◆ HOW TO COMPLETE THIS TASK: Every entry should be copied exactly, with nothing added or dropped.

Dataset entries
┌──
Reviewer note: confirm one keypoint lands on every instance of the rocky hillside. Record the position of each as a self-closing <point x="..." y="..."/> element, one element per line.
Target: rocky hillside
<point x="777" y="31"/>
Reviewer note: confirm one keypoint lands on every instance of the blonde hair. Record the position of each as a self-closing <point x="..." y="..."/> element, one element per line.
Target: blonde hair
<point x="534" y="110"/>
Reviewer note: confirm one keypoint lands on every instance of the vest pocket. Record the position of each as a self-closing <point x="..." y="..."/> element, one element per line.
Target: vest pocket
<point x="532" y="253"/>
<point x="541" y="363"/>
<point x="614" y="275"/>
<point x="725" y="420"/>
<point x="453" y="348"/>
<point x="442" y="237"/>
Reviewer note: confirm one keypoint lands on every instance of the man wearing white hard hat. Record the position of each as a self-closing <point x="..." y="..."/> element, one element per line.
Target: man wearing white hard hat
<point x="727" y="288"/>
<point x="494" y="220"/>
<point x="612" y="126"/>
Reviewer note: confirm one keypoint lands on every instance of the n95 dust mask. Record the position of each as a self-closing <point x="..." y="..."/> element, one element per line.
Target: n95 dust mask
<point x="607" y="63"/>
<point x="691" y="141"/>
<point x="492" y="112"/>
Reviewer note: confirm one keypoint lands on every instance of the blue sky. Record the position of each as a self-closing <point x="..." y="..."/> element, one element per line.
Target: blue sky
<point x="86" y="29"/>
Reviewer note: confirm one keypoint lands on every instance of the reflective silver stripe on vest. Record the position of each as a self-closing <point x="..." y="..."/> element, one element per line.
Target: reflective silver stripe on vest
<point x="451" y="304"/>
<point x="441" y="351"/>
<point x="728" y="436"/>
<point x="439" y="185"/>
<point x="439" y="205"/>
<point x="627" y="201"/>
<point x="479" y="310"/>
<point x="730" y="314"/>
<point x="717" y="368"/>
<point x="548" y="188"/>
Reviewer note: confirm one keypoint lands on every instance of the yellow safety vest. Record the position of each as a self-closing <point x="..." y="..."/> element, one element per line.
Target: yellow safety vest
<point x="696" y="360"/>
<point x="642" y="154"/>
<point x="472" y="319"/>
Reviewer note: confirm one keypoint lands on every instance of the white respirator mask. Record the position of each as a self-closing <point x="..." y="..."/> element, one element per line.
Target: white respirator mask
└──
◆ YOUR RESPONSE:
Reviewer note: confirm one keypoint lands on every instance of the rocky hillside. Record the position of each as a self-closing <point x="..." y="..."/> element, one element per line.
Target: rocky hillside
<point x="777" y="31"/>
Reviewer note: confirm one keypoint lands on every instance of the blonde hair. Record the position of each as a self-closing <point x="..." y="..."/> element, one element per line.
Target: blonde hair
<point x="534" y="110"/>
Reviewer note: confirm one keypoint lands on every instance of the vest pocket. Record the position of each as a self-closing <point x="..." y="..."/> element, one element per line.
Target: vest pocket
<point x="532" y="253"/>
<point x="541" y="363"/>
<point x="614" y="275"/>
<point x="725" y="420"/>
<point x="453" y="348"/>
<point x="442" y="237"/>
Reviewer note: confirm one keypoint lands on every instance of the man wearing white hard hat. Record the position of each as a self-closing <point x="..." y="..."/> element, one element per line.
Target: man wearing white hard hat
<point x="727" y="288"/>
<point x="494" y="220"/>
<point x="612" y="126"/>
Reviewer note: confirm one keypoint lands on every instance of the n95 dust mask. Record the position of each as a self-closing <point x="..." y="..."/> element, one element per line.
Target: n95 dust mask
<point x="607" y="63"/>
<point x="691" y="141"/>
<point x="492" y="112"/>
Reviewer note: confirm one keypoint lands on every instance of the blue sky. Record the position of each as a self-closing <point x="..." y="..."/> element, one element per line.
Target: blue sky
<point x="86" y="29"/>
Reviewer note: confirm one keypoint lands on every instance of the reflective silver stripe on vest. Record the position of each as a self-closing <point x="..." y="..."/> element, one element per line.
Target: reflective silver stripe on vest
<point x="451" y="304"/>
<point x="441" y="351"/>
<point x="728" y="436"/>
<point x="439" y="185"/>
<point x="439" y="205"/>
<point x="627" y="201"/>
<point x="479" y="310"/>
<point x="730" y="314"/>
<point x="717" y="368"/>
<point x="548" y="188"/>
Reviewer note: confirm one keypoint lands on every instance of the yellow safety vest. Record the position of each as a self-closing <point x="..." y="..."/> element, one element per line.
Target: yellow safety vest
<point x="696" y="360"/>
<point x="642" y="154"/>
<point x="472" y="319"/>
Reviewer note: confirm one keypoint lands on every instance of the white respirator mask. Record the position of each as a self-closing <point x="..." y="..."/> element, one element per line.
Target: white respirator mask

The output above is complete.